(ESTRATTO DELLA PAGINA):
● ● ●
SVOLGIMENTO DEI PROCESSO

Con sentenza del 2-10 novembre 2010, la Corte d’appello di Napoli, in riforma della sentenza di primo grado, che aveva riconosciuto agli eredi dell’Ing. S.M., S.D. e V.F., le competenze professionali dovute al de cuius dal Comune di Reino per la progettazione e costruzione di opere nell’importo di Euro 50.729,00, con la maggiorazione del 4% annuo su tale somma a partire dalla domanda al saldo, ha respinto la domanda contrattuale nonchè la domanda subordinata ex art. 2041 c.c., ritenendo la mancanza di ogni prova sull’effettivo utilizzo da parte del Comune dei progetti redatti dall’ing. S., con la realizzazione concreta delle opere.

Ricorrono avverso detta pronuncia S.D. e V.F., con ricorso affidato a due motivi.

Il Comune intimato non svolge difese.

Si dà atto che il Collegio ha disposto la redazione della sentenza in forma semplificata.

Diritto

MOTIVI DELLA DECISIONE

1.1. – Con il primo motivo di ricorso, i ricorrenti denunciano la violazione e falsa applicazione degli artt. 2041 e 2042 c.c., del R.D. n. 350 del 1895, art. 7, comma 1, art. 63, commi 2 e 4, art. 90, comma 3, art. 116, comma 3, sostenendo che risulta provato in atti che il Comune ha riconosciuto l’utilità delle prestazioni rese dall’ing. S., sia come ingegnere capo che come progettista, alla stregua delle delibere di G.M. di conferimento degli inacrichi, esibite all’udienza del 27/5/99 avanti al Tribunale, indicate come doc. 5 di primo grado; i ricorrenti fanno altresì riferimento agli accertamenti in fatto non contestati indicati nella C.T.U. dal geom. Z..
● ● ●
(ESTRATTO DEI DATI):
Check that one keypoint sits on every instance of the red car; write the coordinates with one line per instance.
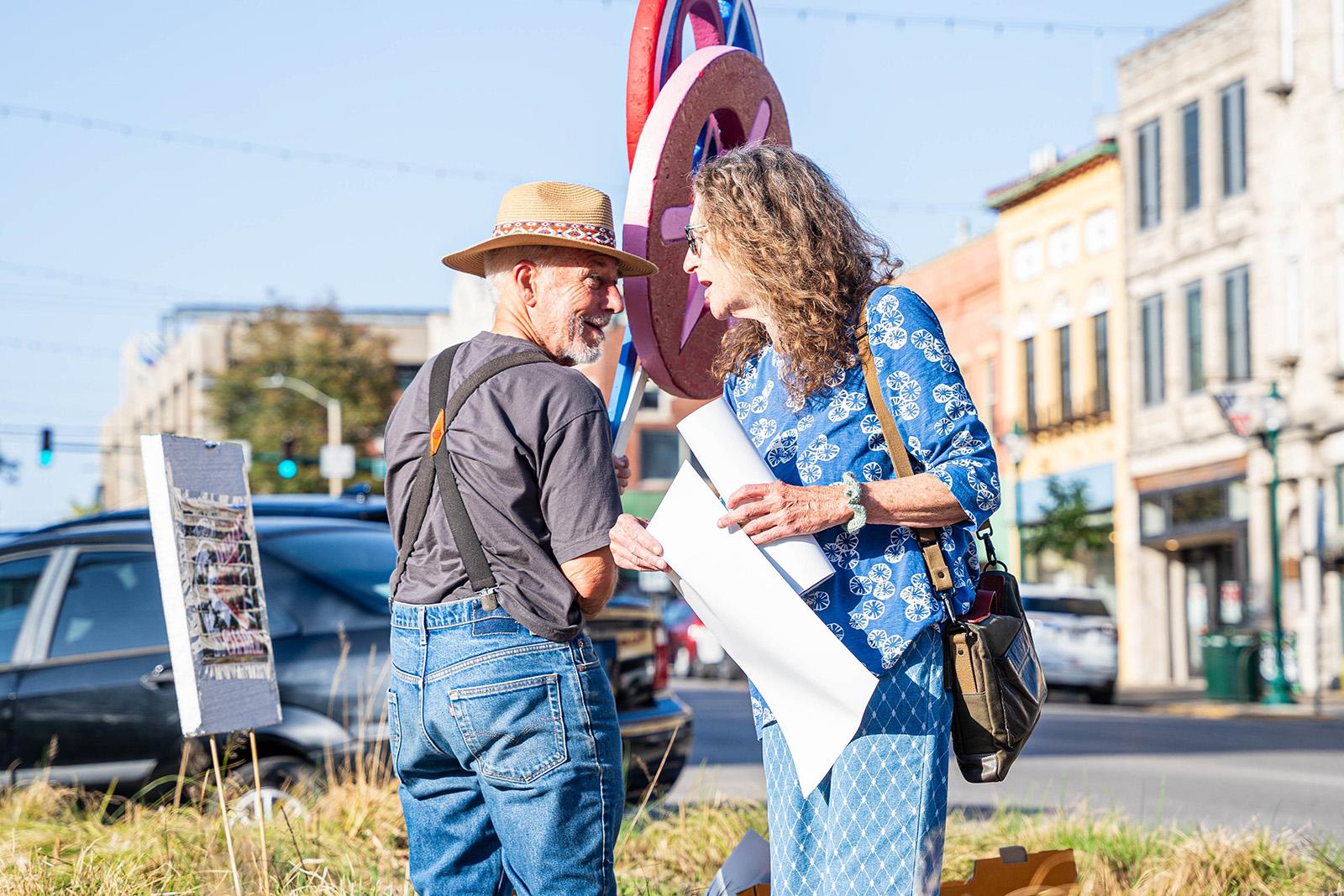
(696, 649)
● ● ●
(OBIETTIVO): Traduca in inglese questa frase dell'estratto della pagina: "Ricorrono avverso detta pronuncia S.D. e V.F., con ricorso affidato a due motivi."

(RISPOSTA AL COMPITO): S.D. and V.F. appeal against that ruling, with an appeal based on two grounds.